_Exercise data_:
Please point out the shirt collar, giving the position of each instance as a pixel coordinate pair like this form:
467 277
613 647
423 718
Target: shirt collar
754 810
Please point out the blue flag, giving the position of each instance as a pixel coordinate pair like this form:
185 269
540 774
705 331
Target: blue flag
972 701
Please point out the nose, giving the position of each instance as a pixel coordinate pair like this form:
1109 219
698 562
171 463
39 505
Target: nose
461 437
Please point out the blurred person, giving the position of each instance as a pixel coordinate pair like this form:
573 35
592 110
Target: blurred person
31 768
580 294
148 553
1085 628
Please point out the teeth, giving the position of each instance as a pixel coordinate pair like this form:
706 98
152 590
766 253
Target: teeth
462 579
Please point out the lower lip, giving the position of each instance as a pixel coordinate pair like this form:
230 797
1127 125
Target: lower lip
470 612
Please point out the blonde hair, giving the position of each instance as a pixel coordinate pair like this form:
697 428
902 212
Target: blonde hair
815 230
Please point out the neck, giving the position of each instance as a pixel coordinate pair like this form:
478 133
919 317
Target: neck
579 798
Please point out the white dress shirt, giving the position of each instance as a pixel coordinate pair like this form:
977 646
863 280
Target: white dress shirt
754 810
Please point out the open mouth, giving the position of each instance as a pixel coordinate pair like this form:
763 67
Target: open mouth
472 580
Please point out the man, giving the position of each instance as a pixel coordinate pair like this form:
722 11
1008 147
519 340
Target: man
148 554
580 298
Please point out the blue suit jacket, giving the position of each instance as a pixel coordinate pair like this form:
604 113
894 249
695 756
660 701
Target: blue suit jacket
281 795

_What you should do_: What you return should match the listing above exactly.

_Output of the task_:
Please point out the shirt collar, giving the position of each instance as a pixel coordinate pair like this form:
467 277
613 647
423 718
Target: shirt collar
754 810
Please point out the blue flag, giving the position of each instance as a pixel coordinate pair like this form:
185 269
540 774
705 331
Target: blue flag
972 701
Please point out the nose, giving the position of each instance as a pixel coordinate pair like this form:
1109 219
698 562
171 463
39 505
Target: nose
461 437
Please point out the blurred person, giving the position of each instance as a pixel coordinate pair like this form:
573 35
592 110
Target: blurred person
31 768
580 294
148 553
1085 628
Please point out the teeth, giving the position of each instance as a pixel coordinate pair like this form:
706 98
152 590
766 253
Target: teeth
462 579
Please point out the lower lip, giving the position of each instance as a pixel coordinate pair like this form:
230 797
1127 125
Target: lower lip
470 612
Please point out the blonde hair, giving the position of each instance as a pixel coordinate pair like this form:
697 428
902 212
Target: blonde hair
815 230
Please point out the neck, giving the position of each instance as a pixel coordinate pair like this form:
478 133
919 317
Target: neck
579 798
Please point out the white dress shirt, giving the position of each instance as a pixel coordinate pair like this form:
977 646
863 280
Target: white dress shirt
754 810
Please point out the open mouth, giving the position of each instance as a pixel coordinate pair like this form:
763 67
Target: open mouth
472 580
Please point out the man, giving the position of each instance as a pixel coordinate pair like this form:
722 11
1008 147
519 340
Target: man
148 554
580 298
Please point out the blue suit jacket, giving the position of each instance as a pixel coordinate pair like this form:
604 113
894 249
695 756
660 701
Target: blue suit jacket
281 795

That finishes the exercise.